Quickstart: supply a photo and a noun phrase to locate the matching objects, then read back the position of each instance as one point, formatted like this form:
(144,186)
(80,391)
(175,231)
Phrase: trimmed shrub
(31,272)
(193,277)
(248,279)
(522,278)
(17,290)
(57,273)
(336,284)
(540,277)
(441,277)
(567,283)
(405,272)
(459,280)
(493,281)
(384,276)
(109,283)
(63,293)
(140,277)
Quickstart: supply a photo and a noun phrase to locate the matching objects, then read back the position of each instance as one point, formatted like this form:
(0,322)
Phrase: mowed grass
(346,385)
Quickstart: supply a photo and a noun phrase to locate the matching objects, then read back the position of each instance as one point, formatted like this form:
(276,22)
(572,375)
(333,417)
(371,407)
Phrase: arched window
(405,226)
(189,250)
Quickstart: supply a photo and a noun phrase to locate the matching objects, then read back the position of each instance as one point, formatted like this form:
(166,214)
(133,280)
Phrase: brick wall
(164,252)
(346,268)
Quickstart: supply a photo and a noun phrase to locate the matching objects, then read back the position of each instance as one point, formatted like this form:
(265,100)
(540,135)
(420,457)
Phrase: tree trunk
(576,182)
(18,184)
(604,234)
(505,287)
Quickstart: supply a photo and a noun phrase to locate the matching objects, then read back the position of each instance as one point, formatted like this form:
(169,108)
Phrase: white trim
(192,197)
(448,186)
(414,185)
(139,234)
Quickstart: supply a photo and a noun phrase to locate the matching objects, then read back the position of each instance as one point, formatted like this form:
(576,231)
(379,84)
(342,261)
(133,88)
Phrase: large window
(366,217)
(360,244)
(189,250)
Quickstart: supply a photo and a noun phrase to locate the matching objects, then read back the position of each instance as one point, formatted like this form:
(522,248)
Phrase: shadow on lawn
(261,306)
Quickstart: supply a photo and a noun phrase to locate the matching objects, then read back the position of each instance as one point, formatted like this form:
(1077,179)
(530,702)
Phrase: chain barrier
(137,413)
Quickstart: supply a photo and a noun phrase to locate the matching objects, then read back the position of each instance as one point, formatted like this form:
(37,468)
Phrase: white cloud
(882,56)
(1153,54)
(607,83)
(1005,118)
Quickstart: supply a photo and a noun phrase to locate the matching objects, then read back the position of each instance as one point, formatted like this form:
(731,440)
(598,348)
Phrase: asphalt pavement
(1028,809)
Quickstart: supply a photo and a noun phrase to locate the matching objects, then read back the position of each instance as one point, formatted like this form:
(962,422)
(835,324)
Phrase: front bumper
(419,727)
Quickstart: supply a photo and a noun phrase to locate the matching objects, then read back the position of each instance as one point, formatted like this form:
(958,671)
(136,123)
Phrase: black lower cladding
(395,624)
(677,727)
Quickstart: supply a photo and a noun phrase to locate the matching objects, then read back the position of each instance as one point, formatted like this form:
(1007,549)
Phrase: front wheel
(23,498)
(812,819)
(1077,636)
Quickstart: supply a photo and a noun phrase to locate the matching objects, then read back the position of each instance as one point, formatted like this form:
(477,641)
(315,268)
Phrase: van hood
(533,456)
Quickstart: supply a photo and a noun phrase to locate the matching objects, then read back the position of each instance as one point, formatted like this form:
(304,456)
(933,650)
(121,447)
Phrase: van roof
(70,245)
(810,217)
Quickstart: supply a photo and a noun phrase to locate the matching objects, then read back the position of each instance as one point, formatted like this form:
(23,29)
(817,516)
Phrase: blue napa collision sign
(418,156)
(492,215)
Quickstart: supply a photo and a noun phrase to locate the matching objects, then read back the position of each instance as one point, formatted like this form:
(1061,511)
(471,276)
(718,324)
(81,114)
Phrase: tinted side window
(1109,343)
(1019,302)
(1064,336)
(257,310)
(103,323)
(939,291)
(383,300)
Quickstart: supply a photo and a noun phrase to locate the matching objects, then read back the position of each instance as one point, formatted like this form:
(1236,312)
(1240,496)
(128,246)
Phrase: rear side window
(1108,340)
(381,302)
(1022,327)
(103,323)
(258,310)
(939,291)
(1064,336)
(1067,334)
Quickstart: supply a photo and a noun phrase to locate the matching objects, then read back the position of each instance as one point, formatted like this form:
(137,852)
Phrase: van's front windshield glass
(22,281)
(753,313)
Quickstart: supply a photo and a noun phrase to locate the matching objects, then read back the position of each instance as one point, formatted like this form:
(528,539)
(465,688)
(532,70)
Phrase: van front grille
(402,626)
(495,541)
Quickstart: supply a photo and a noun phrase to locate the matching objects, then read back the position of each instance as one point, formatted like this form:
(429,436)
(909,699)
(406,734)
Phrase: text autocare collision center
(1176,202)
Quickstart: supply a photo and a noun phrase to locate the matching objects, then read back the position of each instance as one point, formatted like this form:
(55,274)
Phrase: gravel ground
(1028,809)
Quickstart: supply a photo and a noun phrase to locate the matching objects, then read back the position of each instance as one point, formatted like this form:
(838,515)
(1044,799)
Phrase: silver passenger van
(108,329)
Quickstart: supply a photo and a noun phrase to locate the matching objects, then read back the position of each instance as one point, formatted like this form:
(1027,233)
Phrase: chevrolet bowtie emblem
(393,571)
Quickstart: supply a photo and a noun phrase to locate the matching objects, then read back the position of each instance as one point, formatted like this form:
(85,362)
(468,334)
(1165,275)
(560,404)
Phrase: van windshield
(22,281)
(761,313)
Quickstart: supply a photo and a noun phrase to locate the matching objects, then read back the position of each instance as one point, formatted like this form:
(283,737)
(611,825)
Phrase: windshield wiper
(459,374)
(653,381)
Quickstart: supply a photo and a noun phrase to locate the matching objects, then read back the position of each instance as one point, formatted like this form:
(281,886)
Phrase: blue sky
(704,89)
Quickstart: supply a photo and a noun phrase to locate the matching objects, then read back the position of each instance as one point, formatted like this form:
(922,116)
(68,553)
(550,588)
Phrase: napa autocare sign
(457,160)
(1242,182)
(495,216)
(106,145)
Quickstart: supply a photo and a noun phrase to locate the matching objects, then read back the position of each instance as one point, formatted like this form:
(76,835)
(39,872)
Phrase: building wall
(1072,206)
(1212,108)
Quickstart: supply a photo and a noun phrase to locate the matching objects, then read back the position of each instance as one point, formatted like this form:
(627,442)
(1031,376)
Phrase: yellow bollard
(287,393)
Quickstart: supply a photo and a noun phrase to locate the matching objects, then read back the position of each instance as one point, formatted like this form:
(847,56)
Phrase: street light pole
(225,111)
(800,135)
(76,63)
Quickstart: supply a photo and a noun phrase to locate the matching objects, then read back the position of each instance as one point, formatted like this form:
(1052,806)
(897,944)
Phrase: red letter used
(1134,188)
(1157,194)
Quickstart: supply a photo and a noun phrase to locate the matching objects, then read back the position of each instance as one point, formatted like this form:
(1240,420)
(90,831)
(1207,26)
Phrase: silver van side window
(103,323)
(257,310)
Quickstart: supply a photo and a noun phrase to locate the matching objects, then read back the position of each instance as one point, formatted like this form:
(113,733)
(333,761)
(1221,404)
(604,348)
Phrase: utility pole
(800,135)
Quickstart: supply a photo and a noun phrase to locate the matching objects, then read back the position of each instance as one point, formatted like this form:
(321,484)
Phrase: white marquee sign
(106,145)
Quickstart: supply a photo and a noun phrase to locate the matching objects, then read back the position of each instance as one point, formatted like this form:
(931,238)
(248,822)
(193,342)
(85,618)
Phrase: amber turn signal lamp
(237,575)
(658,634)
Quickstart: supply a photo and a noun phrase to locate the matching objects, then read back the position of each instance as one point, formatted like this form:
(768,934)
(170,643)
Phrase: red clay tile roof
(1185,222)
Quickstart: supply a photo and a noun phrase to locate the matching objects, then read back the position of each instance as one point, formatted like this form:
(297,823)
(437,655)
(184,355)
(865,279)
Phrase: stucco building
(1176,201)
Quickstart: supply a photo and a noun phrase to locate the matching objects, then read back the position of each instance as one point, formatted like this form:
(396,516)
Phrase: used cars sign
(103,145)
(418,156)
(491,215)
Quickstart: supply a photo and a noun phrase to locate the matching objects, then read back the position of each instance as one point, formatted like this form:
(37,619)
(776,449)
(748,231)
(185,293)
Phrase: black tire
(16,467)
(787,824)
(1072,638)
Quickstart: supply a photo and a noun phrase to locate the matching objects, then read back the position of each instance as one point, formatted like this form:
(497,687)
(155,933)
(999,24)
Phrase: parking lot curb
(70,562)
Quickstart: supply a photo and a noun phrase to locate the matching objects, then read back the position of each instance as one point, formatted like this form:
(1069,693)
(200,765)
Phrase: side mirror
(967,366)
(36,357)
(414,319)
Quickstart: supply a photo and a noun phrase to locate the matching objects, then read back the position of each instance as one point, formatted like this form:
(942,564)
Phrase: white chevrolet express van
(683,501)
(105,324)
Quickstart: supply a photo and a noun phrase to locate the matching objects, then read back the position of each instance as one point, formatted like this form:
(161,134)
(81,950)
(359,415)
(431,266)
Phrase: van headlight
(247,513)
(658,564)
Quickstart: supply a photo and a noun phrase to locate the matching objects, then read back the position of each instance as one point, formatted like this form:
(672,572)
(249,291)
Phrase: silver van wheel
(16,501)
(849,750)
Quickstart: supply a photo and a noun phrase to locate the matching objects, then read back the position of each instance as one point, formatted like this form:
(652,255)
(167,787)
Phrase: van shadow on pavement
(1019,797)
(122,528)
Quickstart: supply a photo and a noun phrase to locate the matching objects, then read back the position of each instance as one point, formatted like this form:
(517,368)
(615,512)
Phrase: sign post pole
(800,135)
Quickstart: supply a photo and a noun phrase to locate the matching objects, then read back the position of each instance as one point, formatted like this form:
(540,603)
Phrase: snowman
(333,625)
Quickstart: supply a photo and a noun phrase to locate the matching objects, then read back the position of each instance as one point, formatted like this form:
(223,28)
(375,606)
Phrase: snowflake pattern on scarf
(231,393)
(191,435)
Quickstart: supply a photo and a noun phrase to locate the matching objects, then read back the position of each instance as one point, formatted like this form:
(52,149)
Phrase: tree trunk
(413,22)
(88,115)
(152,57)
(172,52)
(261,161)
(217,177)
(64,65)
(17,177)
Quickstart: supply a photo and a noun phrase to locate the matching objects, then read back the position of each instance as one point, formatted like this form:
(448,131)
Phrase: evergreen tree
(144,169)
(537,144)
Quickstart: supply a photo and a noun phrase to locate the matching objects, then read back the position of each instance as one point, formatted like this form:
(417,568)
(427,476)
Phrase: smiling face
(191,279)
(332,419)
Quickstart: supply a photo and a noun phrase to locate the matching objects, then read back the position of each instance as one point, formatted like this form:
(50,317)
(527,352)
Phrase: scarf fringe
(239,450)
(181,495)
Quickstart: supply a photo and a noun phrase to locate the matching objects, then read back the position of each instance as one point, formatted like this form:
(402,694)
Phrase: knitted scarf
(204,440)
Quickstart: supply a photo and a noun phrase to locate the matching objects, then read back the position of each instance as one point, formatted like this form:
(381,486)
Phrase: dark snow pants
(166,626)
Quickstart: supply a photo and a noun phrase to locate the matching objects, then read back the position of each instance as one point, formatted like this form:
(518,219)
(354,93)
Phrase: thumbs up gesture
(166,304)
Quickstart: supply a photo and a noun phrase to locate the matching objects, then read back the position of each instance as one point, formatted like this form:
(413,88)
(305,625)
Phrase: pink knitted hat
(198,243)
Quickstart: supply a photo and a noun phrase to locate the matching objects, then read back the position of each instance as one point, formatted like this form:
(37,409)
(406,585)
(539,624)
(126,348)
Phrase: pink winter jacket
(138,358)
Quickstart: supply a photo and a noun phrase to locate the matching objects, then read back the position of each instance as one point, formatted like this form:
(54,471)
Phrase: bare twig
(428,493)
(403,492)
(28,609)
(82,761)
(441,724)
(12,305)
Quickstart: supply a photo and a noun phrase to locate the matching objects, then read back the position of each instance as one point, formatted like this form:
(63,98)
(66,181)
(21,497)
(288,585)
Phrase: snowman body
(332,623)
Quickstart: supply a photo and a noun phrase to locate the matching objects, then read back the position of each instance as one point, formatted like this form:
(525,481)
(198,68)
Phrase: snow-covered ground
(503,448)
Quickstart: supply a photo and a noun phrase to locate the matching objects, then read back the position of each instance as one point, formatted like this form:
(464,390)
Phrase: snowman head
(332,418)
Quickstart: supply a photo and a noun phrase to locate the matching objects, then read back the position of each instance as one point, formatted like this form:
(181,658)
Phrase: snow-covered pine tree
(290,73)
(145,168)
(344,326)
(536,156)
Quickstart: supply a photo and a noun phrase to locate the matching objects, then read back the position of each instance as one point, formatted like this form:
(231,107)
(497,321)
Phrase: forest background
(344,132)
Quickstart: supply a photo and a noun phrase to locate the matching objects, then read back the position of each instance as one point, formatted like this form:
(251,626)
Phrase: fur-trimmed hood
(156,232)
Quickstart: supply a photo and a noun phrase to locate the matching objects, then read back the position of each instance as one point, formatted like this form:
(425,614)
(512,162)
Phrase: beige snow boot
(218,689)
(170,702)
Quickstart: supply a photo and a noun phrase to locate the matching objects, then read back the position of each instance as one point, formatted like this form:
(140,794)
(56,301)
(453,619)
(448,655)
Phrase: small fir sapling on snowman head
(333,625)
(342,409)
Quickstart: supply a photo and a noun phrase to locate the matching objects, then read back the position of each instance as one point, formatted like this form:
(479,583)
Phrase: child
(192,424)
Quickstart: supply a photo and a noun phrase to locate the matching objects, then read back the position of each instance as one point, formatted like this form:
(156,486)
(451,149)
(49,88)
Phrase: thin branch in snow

• _WHAT IS EXPECTED_:
Return each line of the material above that contains the word "front", copied unchanged.

• _RESULT OF THIS TASK_:
Phrase: front bumper
Phrase: front wheel
Phrase: van's front windshield glass
Phrase: van front grille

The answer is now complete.